→ **Problem description**
Reproduce exactly, with no other output, every line of the data below from the line containing "Warehouse picking: mark the roof eave" to the end, inclusive.
— START OF Input material —
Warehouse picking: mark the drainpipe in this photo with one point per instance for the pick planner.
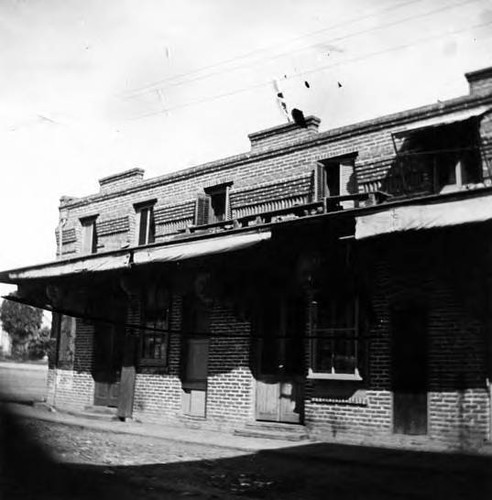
(61, 224)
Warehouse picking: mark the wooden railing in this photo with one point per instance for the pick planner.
(330, 204)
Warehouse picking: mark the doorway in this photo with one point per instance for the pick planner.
(409, 369)
(108, 358)
(280, 381)
(194, 357)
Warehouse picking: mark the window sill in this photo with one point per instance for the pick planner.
(354, 377)
(153, 363)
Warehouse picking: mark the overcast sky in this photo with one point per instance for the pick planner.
(93, 87)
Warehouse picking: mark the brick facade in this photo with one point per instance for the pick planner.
(437, 268)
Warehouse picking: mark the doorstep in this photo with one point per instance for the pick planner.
(273, 430)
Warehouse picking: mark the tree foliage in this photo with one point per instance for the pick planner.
(39, 346)
(20, 321)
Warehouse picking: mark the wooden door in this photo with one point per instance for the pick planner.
(195, 377)
(409, 370)
(279, 385)
(108, 356)
(194, 363)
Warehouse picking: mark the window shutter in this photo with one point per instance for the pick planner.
(151, 238)
(202, 209)
(319, 182)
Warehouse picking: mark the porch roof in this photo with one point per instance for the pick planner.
(123, 259)
(433, 212)
(447, 119)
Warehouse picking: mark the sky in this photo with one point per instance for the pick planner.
(89, 88)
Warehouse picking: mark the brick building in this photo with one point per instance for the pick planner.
(330, 283)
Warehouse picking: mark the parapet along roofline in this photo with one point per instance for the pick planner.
(184, 246)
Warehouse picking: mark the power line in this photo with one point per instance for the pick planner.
(159, 85)
(311, 71)
(247, 55)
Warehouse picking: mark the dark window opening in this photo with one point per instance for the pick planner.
(156, 322)
(89, 235)
(146, 225)
(213, 205)
(335, 177)
(336, 347)
(438, 159)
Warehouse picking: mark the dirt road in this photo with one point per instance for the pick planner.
(107, 465)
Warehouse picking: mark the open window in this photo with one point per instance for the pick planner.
(336, 347)
(156, 316)
(334, 176)
(213, 205)
(436, 159)
(145, 223)
(89, 235)
(335, 350)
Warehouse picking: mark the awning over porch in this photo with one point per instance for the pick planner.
(424, 216)
(169, 252)
(448, 119)
(189, 250)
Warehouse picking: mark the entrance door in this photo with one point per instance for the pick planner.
(280, 383)
(108, 357)
(409, 370)
(194, 362)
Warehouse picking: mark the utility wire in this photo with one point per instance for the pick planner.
(160, 85)
(311, 71)
(151, 87)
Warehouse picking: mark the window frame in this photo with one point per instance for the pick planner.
(151, 329)
(149, 236)
(88, 234)
(211, 193)
(313, 372)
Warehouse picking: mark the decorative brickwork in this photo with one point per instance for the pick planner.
(113, 226)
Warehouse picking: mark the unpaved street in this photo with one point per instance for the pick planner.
(109, 465)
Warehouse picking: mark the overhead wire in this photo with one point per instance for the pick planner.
(160, 84)
(312, 71)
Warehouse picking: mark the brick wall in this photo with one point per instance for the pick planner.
(74, 389)
(370, 142)
(158, 393)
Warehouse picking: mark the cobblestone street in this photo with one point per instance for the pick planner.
(97, 464)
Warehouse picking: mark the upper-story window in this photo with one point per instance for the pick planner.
(156, 322)
(145, 223)
(213, 205)
(334, 176)
(436, 159)
(89, 235)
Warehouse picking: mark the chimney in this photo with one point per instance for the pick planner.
(480, 81)
(284, 135)
(123, 180)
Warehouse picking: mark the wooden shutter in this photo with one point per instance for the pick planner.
(202, 211)
(319, 182)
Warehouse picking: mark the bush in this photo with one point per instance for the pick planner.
(39, 346)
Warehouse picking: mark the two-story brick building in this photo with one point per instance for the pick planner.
(330, 283)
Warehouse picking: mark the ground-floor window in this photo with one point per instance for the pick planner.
(156, 316)
(335, 345)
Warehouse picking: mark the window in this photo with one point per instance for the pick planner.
(334, 177)
(89, 235)
(64, 330)
(334, 328)
(336, 348)
(213, 205)
(437, 159)
(145, 224)
(156, 322)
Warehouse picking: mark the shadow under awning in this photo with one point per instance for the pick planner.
(447, 119)
(125, 259)
(418, 216)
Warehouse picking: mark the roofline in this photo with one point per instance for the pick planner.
(367, 126)
(354, 212)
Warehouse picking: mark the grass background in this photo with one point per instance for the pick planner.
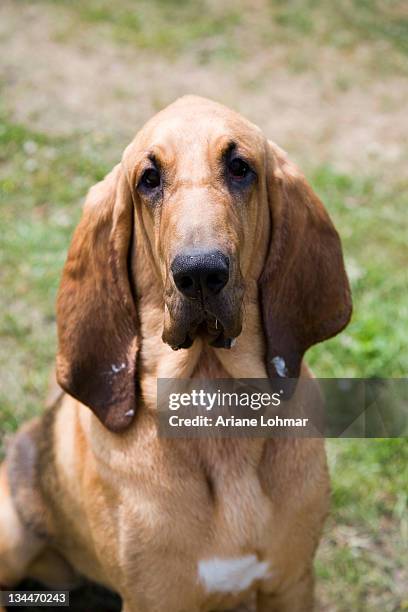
(51, 153)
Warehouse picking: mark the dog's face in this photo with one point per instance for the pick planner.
(216, 208)
(199, 181)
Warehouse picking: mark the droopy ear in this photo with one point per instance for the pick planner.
(304, 289)
(96, 313)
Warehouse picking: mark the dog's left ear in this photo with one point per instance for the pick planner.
(98, 328)
(304, 291)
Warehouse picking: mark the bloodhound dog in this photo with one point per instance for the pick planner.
(204, 253)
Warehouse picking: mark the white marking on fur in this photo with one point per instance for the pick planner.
(231, 575)
(280, 366)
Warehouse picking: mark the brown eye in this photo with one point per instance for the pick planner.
(238, 169)
(150, 178)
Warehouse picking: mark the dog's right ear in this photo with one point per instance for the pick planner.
(96, 312)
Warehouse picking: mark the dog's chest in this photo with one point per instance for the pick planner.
(208, 526)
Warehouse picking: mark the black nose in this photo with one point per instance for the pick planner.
(200, 275)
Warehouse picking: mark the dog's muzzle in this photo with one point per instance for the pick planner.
(201, 275)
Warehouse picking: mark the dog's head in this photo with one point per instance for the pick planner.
(218, 208)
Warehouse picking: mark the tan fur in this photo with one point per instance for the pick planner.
(136, 512)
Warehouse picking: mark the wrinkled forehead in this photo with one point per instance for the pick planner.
(200, 132)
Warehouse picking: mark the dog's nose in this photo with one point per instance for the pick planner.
(200, 275)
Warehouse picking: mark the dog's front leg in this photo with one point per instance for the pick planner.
(18, 546)
(298, 597)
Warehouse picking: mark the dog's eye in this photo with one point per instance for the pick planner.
(238, 169)
(150, 178)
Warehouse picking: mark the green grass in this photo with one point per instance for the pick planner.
(163, 26)
(42, 181)
(232, 31)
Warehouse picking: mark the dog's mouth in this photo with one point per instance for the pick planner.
(219, 327)
(210, 329)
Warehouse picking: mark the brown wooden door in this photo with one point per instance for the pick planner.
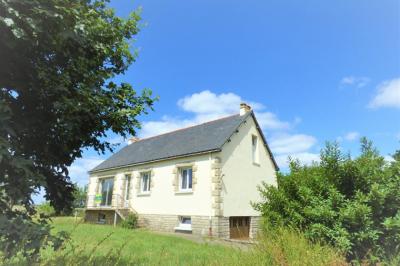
(239, 227)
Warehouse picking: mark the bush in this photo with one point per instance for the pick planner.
(285, 246)
(352, 204)
(45, 209)
(130, 221)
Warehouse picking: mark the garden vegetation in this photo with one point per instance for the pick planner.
(352, 204)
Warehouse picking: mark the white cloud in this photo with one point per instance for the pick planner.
(358, 82)
(388, 95)
(78, 171)
(269, 120)
(388, 158)
(291, 144)
(205, 106)
(352, 136)
(304, 157)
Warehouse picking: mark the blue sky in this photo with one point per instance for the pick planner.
(312, 70)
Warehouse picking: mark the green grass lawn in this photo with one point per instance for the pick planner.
(99, 242)
(91, 244)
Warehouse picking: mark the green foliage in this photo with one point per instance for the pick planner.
(352, 204)
(21, 236)
(57, 97)
(46, 210)
(130, 221)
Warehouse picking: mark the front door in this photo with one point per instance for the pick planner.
(239, 227)
(127, 189)
(107, 186)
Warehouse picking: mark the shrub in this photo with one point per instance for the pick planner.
(130, 221)
(352, 204)
(46, 209)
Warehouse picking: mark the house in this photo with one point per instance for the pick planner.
(200, 180)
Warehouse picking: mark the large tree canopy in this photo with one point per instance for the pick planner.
(57, 62)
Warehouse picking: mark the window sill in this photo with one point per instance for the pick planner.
(188, 192)
(143, 194)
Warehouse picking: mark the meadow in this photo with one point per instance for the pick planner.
(91, 244)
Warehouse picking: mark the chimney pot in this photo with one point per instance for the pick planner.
(244, 108)
(133, 140)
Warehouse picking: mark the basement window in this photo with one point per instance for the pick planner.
(185, 224)
(254, 149)
(101, 219)
(185, 180)
(145, 182)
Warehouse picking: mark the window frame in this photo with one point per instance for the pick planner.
(148, 186)
(255, 153)
(184, 226)
(187, 177)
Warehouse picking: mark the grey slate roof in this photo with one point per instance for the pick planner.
(210, 136)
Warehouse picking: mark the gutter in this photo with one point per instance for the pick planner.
(153, 161)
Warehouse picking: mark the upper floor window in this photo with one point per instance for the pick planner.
(185, 183)
(145, 182)
(254, 149)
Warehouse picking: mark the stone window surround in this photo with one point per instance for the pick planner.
(176, 179)
(139, 181)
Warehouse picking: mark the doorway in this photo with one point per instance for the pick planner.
(107, 186)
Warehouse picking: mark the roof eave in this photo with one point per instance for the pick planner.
(153, 161)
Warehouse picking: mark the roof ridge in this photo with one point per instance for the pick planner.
(185, 128)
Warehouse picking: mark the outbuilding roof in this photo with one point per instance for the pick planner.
(203, 138)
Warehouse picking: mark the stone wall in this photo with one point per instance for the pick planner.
(92, 216)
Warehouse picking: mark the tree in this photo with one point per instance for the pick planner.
(57, 97)
(353, 204)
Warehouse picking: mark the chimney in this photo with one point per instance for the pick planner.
(133, 140)
(244, 108)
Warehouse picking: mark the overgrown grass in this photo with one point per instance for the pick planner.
(105, 245)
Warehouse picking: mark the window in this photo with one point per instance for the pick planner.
(127, 186)
(186, 179)
(185, 224)
(107, 187)
(254, 146)
(145, 182)
(101, 219)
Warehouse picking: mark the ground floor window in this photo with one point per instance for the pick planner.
(185, 224)
(101, 219)
(239, 227)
— END OF Input material —
→ **Reply**
Warehouse picking: mark the roof eave in this photo with one point per instance for the pick planner.
(153, 161)
Warehouse picking: mark the roof ridge in this photo with one point per instance for the pick planner.
(185, 128)
Warehouse picking: mark the outbuilding roof in this photo with one point per instance for the pick planner.
(203, 138)
Warehouse picking: mark the stone wall in this photo with one point per instance for the pick planner.
(92, 216)
Warehouse picking: mark the tree in this photo with one point per instance for the pick planner.
(57, 97)
(353, 204)
Warehouse picking: mark the chimney in this photo with one point per instance for the pick planner.
(133, 140)
(244, 108)
Warehouse picking: mark the overgrown grass in this photo with one point per instance for the pick planner.
(105, 245)
Warehouse picking: mark the window in this photo with one point per instance for the pick planner.
(127, 186)
(186, 179)
(185, 224)
(107, 187)
(254, 146)
(145, 182)
(101, 219)
Warehouse picking: mark the ground floor window in this photo with one point per instance for the pick planner.
(185, 224)
(101, 219)
(239, 227)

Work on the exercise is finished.